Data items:
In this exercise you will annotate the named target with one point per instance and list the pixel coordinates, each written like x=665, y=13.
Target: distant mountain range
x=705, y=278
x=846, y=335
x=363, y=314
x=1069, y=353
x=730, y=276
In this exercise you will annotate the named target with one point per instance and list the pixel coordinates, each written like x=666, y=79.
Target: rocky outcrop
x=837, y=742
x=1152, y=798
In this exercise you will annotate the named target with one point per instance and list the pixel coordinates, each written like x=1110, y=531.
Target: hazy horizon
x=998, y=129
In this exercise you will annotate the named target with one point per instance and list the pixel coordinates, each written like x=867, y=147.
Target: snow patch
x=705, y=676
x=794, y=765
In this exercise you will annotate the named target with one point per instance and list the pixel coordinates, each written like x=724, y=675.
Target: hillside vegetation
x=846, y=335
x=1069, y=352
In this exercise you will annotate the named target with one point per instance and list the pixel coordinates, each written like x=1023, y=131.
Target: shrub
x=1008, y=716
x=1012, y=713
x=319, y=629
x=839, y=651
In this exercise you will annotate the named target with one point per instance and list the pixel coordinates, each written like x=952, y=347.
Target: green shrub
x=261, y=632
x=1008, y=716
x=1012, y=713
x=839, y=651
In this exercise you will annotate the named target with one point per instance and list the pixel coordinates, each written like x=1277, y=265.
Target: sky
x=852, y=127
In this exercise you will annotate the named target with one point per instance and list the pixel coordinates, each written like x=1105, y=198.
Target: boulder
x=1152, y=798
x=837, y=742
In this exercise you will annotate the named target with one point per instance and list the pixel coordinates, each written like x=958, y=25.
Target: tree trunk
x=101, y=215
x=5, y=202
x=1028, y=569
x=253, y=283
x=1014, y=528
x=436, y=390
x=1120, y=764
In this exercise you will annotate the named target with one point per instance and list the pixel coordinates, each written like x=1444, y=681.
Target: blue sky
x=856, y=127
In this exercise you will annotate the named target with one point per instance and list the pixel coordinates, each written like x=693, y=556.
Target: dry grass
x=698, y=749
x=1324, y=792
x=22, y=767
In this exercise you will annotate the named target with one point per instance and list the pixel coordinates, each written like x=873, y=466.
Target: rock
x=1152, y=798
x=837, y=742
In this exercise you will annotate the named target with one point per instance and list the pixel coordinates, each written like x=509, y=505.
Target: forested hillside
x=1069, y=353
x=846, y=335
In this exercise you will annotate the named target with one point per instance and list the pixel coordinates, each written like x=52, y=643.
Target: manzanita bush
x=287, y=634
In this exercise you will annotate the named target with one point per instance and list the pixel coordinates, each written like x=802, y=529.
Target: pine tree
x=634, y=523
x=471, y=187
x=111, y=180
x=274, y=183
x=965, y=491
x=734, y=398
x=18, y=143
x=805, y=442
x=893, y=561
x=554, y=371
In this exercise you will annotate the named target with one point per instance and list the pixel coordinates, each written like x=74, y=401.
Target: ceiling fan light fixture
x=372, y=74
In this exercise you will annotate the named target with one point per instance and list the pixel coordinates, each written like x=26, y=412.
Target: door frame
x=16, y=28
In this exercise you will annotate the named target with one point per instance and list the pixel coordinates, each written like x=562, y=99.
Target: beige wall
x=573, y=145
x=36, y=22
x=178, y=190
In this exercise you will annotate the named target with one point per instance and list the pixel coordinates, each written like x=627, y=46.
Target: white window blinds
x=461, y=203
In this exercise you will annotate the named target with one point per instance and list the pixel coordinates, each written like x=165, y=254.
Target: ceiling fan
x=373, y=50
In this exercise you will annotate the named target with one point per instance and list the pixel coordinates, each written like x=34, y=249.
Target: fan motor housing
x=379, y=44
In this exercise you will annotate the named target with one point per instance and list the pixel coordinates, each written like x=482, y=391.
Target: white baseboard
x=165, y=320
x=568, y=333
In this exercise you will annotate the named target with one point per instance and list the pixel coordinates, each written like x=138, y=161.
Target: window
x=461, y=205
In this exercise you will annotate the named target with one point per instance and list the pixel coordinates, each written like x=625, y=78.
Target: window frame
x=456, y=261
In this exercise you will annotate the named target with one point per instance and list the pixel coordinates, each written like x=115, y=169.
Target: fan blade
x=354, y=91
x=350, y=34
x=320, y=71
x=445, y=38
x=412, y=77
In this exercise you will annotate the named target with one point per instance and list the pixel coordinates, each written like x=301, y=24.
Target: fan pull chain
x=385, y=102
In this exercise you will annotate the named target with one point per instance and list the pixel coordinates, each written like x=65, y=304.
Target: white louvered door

» WRITTEN PROBLEM: Put each line of the items above into a JSON list of strings, one string per line, and skip any blank lines.

» FULL SOLUTION:
[
  "In this exercise you will annotate the named target with one point per instance and list the pixel coordinates, each written like x=665, y=13.",
  "Target: distant mountain range",
  "x=705, y=278",
  "x=846, y=335",
  "x=363, y=314",
  "x=1069, y=353",
  "x=730, y=276",
  "In this exercise you will annotate the named target with one point per instance and list the pixel coordinates, each written like x=666, y=79.",
  "Target: rocky outcrop",
  "x=837, y=742",
  "x=1152, y=798",
  "In this exercise you will annotate the named target with one point per instance and list the pixel coordinates, each written like x=1110, y=531.",
  "Target: hazy horizon",
  "x=998, y=129",
  "In this exercise you will annotate the named target with one point per instance and list the pixel coordinates, each written like x=867, y=147.",
  "Target: snow patch",
  "x=705, y=676",
  "x=794, y=765",
  "In this exercise you will annotate the named target with one point per instance and list the pixel coordinates, each written like x=724, y=675.",
  "Target: hillside vegetation",
  "x=846, y=335",
  "x=1069, y=352",
  "In this exercise you will annotate the named target with one point per instance and list the pixel coordinates, each written like x=1023, y=131.",
  "Target: shrub",
  "x=1008, y=716",
  "x=1012, y=713",
  "x=319, y=629",
  "x=839, y=651",
  "In this exercise you will annotate the named target with one point per instance and list the pixel coordinates, each written like x=952, y=347.",
  "Target: green shrub",
  "x=261, y=632",
  "x=1008, y=716",
  "x=1012, y=713",
  "x=839, y=651",
  "In this exercise you will annotate the named target with one point per instance and list the pixel coordinates, each written like x=1277, y=265.",
  "Target: sky",
  "x=852, y=127",
  "In this exercise you will annotate the named target with one point per instance and list the pixel coordinates, each written like x=1105, y=198.",
  "Target: boulder",
  "x=1152, y=798",
  "x=837, y=742",
  "In this exercise you will annotate the named target with one point per instance and list the pixel coordinates, each written like x=958, y=25.",
  "Target: tree trunk",
  "x=101, y=215",
  "x=5, y=202",
  "x=1028, y=569",
  "x=253, y=283",
  "x=1014, y=528",
  "x=436, y=390",
  "x=1120, y=764",
  "In this exercise you will annotate the named target with one point per instance and list the pixel coordinates, each written like x=1444, y=681.",
  "Target: blue sky",
  "x=856, y=127",
  "In this exercise you will annotate the named target with one point per instance and list the pixel coordinates, each written like x=693, y=556.",
  "Target: dry grass",
  "x=698, y=749",
  "x=1324, y=792",
  "x=22, y=767",
  "In this exercise you will annotate the named target with one point per instance and list the pixel coordinates, each written like x=873, y=466.",
  "Target: rock",
  "x=1152, y=798",
  "x=837, y=742",
  "In this exercise you will annotate the named target with one point per instance and list the pixel coordinates, each written like x=509, y=505.",
  "Target: forested hillside",
  "x=1069, y=353",
  "x=846, y=335",
  "In this exercise you will annotate the named target with one point per instance and list the pixel coordinates, each written like x=52, y=643.",
  "Target: manzanita bush",
  "x=287, y=634",
  "In this exercise you will annotate the named target with one point per instance and list the pixel coordinates, each written like x=802, y=529.",
  "Target: pine tree",
  "x=634, y=523",
  "x=471, y=187",
  "x=111, y=180",
  "x=274, y=183",
  "x=965, y=491",
  "x=734, y=398",
  "x=18, y=143",
  "x=805, y=442",
  "x=893, y=561",
  "x=554, y=371",
  "In this exercise you will annotate the named target with one point per instance and list the pixel coordinates, each written like x=74, y=401.",
  "Target: ceiling fan light fixture",
  "x=372, y=74",
  "In this exercise you will annotate the named target with one point per instance and list the pixel coordinates, each written like x=26, y=412.",
  "Target: door frame",
  "x=16, y=28",
  "In this exercise you will annotate the named target with one point per instance and list the pixel coordinates, each written like x=562, y=99.",
  "Target: beige wall",
  "x=573, y=145",
  "x=36, y=22",
  "x=178, y=190",
  "In this exercise you will annotate the named target with one point per instance and list the pixel coordinates, each written like x=627, y=46.",
  "Target: white window blinds",
  "x=461, y=203",
  "In this exercise you will annotate the named target with one point per instance and list the pixel coordinates, each written like x=165, y=254.",
  "Target: ceiling fan",
  "x=373, y=50",
  "In this exercise you will annotate the named target with one point per instance and list the pixel coordinates, each written like x=34, y=249.",
  "Target: fan motor housing",
  "x=379, y=44",
  "In this exercise you will annotate the named target with one point per instance and list the pixel coordinates, each written like x=482, y=391.",
  "Target: white baseboard",
  "x=165, y=320",
  "x=568, y=333",
  "In this exercise you will annotate the named target with one point per instance and list the pixel coordinates, each written like x=138, y=161.",
  "Target: window",
  "x=461, y=205",
  "In this exercise you will annotate the named target with one point per instance and list the pixel coordinates, each written like x=625, y=78.",
  "Target: window frame",
  "x=456, y=261",
  "In this exercise you will annotate the named target with one point per instance and list the pixel coordinates, each written like x=115, y=169.",
  "Target: fan blade",
  "x=354, y=91",
  "x=350, y=34",
  "x=320, y=71",
  "x=445, y=38",
  "x=412, y=77",
  "In this exercise you will annotate the named target with one point per instance and list the pixel coordinates, each written like x=301, y=24.",
  "Target: fan pull chain",
  "x=385, y=102",
  "In this exercise you will annotate the named target with one point per instance and list the pixel coordinates, each written like x=65, y=304.",
  "Target: white louvered door"
]